• [What is asked] Extract each line of the records below that contains the string "surface". Treat case as significant when matching.

********************

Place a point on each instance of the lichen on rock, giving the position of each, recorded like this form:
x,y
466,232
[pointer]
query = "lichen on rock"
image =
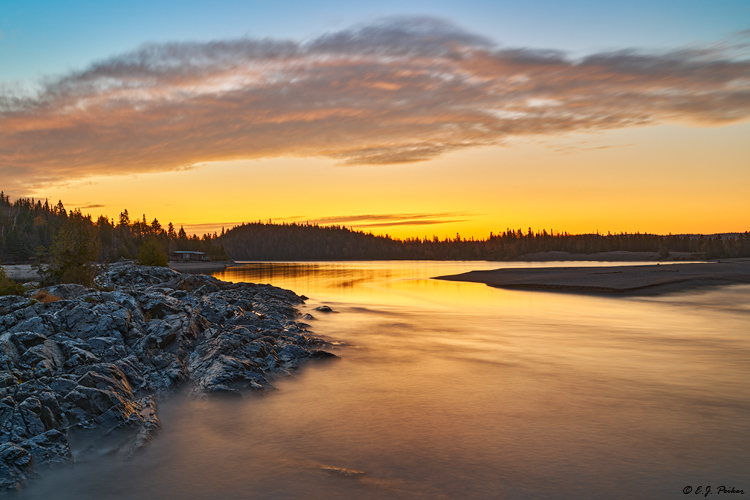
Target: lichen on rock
x,y
93,362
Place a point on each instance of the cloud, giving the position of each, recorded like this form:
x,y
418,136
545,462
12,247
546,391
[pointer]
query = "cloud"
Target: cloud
x,y
383,220
401,90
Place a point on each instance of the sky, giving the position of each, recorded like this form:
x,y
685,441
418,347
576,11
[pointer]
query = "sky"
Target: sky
x,y
409,119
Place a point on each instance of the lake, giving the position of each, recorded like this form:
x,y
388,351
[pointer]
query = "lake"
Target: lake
x,y
457,390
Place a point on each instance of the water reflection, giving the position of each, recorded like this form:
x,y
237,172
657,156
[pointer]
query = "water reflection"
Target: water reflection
x,y
458,390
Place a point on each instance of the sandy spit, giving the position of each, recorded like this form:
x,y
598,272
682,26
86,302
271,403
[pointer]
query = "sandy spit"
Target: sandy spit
x,y
622,280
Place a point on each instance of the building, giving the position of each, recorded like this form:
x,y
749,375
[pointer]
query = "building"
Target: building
x,y
189,256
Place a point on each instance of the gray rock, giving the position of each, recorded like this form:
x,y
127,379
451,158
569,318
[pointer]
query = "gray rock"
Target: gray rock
x,y
95,362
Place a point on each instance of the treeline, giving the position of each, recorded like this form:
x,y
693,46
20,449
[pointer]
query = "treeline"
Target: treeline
x,y
260,241
28,229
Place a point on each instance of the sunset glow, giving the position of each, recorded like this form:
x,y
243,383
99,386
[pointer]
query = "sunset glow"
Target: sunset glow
x,y
410,126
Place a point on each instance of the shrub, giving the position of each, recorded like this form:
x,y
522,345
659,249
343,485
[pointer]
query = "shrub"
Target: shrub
x,y
73,248
8,286
151,253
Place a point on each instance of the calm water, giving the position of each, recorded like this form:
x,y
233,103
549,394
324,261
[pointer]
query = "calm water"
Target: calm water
x,y
458,390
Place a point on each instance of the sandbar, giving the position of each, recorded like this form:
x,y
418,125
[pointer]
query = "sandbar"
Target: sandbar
x,y
617,280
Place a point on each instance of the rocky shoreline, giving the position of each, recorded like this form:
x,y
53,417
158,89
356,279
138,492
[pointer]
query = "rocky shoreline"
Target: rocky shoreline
x,y
91,363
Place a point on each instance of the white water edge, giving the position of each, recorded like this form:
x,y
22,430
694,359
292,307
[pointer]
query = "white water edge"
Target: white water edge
x,y
459,390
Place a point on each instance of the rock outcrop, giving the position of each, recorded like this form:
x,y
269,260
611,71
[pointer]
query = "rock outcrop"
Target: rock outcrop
x,y
92,363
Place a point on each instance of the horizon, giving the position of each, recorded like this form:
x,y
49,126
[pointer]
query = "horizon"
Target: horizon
x,y
433,120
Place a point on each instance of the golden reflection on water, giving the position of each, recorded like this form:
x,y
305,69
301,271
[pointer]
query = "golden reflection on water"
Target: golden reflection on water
x,y
458,390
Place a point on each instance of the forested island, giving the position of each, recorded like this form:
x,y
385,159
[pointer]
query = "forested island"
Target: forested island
x,y
33,231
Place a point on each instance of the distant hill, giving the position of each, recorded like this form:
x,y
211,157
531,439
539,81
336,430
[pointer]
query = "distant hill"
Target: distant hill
x,y
260,241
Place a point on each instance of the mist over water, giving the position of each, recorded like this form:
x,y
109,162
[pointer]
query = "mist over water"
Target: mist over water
x,y
459,390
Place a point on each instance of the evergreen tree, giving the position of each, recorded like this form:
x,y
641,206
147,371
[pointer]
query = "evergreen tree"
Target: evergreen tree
x,y
73,249
151,253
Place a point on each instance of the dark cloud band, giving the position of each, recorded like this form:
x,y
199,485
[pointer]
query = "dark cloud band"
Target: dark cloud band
x,y
402,90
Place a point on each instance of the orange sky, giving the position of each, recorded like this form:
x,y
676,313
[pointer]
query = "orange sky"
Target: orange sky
x,y
659,179
409,126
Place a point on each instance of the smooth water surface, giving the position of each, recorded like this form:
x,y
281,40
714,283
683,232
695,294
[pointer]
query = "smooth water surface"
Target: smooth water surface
x,y
459,390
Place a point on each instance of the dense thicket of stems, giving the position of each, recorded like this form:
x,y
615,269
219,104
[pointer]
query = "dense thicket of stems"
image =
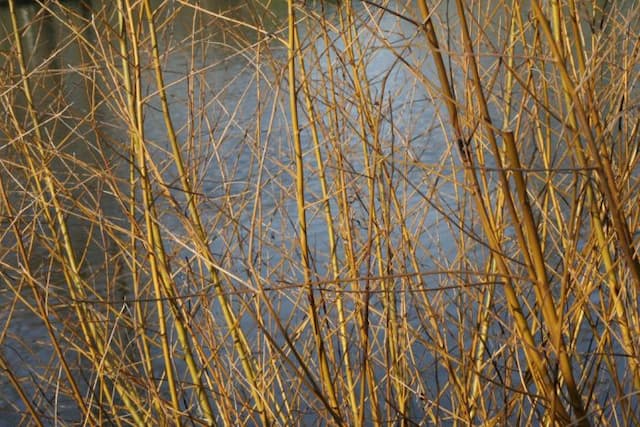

********************

• [Answer to the exercise]
Place a point on each instance of the smooth water surface, giving the position of each, recorded like this form:
query = "smooth water surface"
Target: smooth water surface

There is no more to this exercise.